Secondo le stime della FAO, l’Organizzazione delle Nazioni Unite per l’alimentazione e l’agricoltura, attualmente 828 milioni di persone soffrono la fame sul nostro pianeta.

Guerre e conflitti armati, crisi economiche e pandemie, mettono a dura prova l’esistenza di milioni di persone. Eventi climatici estremi sempre più frequenti, come ad esempio lunghi periodi di siccità, piogge eccessive o uragani, influiscono inoltre sulla produzione alimentare perché distruggono i raccolti, facendo esplodere i prezzi dei generi alimentari. Ciò si ripercuote sui consumatori e sulle famiglie dedite all’agricoltura nei Paesi del Sud del mondo, che vivono di ciò che coltivano. Oltre a tradursi in crescente fame e povertà, rivela una grave ingiustizia: le persone che contribuiscono meno al riscaldamento globale sono quelle che ne soffrono di più. Ecco perché la Campagna ecumenica 2023 delle tre organizzazioni di cooperazione internazionale Azione Quaresimale, HEKS e Essere solidali, si occupa ancora una volta di giustizia climatica. E lo fa invitando le persone a riflettere sul percorso che il cibo compie dal campo per giungere fino al nostro piatto. Dove è stato prodotto e soprattutto come? I sistemi agricoli e alimentari sono responsabili per un terzo delle emissioni di gas serra che sappiamo contribuiscono al mutamento climatico. Come garantire quindi che tutti abbiano cibo sano, di qualità e a sufficienza, prodotto in modo sostenibile?
____________________
- _Elenco attività_
(1) Secondo il brano sulla fame nel mondo, di quale quota delle emissioni di gas serra sono responsabili i sistemi agricoli e alimentari?
(2) Scrivi il seguito del brano sulla fame nel mondo, partendo da dopo la domanda con cui si chiude.
I dati non hanno alcun legame con il brano.

[Dati per la localizzazione di oggetti tramite linguaggio naturale]
____________________
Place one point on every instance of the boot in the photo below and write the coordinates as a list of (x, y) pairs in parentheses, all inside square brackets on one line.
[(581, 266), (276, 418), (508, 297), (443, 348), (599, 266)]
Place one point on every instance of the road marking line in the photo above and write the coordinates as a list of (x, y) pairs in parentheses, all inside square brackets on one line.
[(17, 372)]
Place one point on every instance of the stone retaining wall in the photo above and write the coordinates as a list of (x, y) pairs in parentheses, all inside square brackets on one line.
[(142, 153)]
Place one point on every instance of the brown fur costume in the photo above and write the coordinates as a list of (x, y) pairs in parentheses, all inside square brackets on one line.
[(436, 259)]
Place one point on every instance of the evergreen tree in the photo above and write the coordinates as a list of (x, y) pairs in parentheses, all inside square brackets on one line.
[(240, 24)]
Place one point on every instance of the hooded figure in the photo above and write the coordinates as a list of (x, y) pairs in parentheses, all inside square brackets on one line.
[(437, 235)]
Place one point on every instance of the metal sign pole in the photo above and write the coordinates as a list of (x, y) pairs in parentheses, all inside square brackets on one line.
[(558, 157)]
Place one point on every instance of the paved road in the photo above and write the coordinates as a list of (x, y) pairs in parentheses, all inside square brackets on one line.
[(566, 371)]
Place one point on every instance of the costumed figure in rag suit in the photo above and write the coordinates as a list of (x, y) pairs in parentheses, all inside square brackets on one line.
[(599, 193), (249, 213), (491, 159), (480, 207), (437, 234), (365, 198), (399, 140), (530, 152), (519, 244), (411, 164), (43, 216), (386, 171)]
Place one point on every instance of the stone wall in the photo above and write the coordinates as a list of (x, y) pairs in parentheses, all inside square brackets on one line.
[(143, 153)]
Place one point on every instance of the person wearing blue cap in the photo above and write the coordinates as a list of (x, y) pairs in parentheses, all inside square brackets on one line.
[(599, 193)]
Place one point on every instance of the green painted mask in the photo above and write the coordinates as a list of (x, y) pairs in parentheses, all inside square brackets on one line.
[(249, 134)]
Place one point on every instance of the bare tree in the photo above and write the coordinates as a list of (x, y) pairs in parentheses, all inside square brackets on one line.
____________________
- _Risposte ai compiti_
(1) Di un terzo.

(2)
Risposte locali a problemi globali

La risposta arriva dall’agroecologia. Questo approccio promuove la diversificazione di piante e animali, preserva la biodiversità e offre strategie di mitigazione e adattamento al riscaldamento globale. Inoltre, consente alle contadine e ai contadini di costruire il proprio sistema agricolo scambiando semi di varietà locali, diversificando le colture attraverso la loro rotazione e utilizzando tecnologie di risparmio idrico, indispensabili nei luoghi in cui l’acqua scarseggia. L’agroecologia permette alle famiglie contadine di essere autonome dalle importazioni e dall’acquisto di sementi, pesticidi e fertilizzanti chimici e di mantenere il suolo fertile, prevenendo l’erosione. Il cibo prodotto è quindi più sano e diversificato. In questo modo, contribuisce alla resilienza del sistema alimentare. Infine, l’agroecologia non è solo un metodo di coltivazione, ma anche un movimento sociale e politico, radicato nel diritto alla sovranità alimentare e nel diritto al cibo. Infatti, il potere di decidere cosa piantare, come piantarlo e come consumarlo è fondamentale. Implica da un lato l’accesso alle risorse produttive come la terra, le sementi e l’acqua e, dall’altro, la protezione dei gruppi che si battono per la sovranità alimentare. Questa lotta per una politica agricola che favorisca le famiglie contadine riguarda soprattutto le donne che, ad esempio in Africa, producono l’80% del cibo su solo il 15% delle terre del continente.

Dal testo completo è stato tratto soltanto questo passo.